[Dataset excerpt]
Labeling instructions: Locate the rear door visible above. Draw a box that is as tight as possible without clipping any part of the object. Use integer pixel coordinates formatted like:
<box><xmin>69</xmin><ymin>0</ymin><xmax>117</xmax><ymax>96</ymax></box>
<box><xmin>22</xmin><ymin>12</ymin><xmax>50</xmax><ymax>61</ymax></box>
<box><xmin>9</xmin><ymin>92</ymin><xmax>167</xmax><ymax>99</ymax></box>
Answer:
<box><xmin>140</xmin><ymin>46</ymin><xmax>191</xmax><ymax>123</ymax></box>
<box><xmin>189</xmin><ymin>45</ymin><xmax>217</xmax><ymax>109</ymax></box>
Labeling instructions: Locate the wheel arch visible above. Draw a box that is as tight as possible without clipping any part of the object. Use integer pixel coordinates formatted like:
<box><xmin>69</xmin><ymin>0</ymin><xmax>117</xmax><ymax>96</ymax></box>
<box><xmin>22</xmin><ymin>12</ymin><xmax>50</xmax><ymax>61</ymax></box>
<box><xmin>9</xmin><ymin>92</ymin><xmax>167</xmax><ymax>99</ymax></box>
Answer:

* GOAL
Transcribe the listing above line for line, with no changes of any kind.

* WRITTEN ANSWER
Labeling instructions: Locate the rear door visible above. Draw a box that is as tight as possible without clipping any part of the object. Use integer pixel coordinates formatted like:
<box><xmin>69</xmin><ymin>0</ymin><xmax>117</xmax><ymax>96</ymax></box>
<box><xmin>22</xmin><ymin>12</ymin><xmax>50</xmax><ymax>61</ymax></box>
<box><xmin>9</xmin><ymin>92</ymin><xmax>167</xmax><ymax>99</ymax></box>
Answer:
<box><xmin>140</xmin><ymin>46</ymin><xmax>191</xmax><ymax>123</ymax></box>
<box><xmin>189</xmin><ymin>45</ymin><xmax>217</xmax><ymax>109</ymax></box>
Labeling instructions: Locate the wheel arch visible above. Draw a box that is as tight as possible without clipping any part of the object. Use integer pixel coordinates formatted like:
<box><xmin>69</xmin><ymin>0</ymin><xmax>117</xmax><ymax>96</ymax></box>
<box><xmin>22</xmin><ymin>12</ymin><xmax>50</xmax><ymax>61</ymax></box>
<box><xmin>9</xmin><ymin>92</ymin><xmax>167</xmax><ymax>99</ymax></box>
Answer:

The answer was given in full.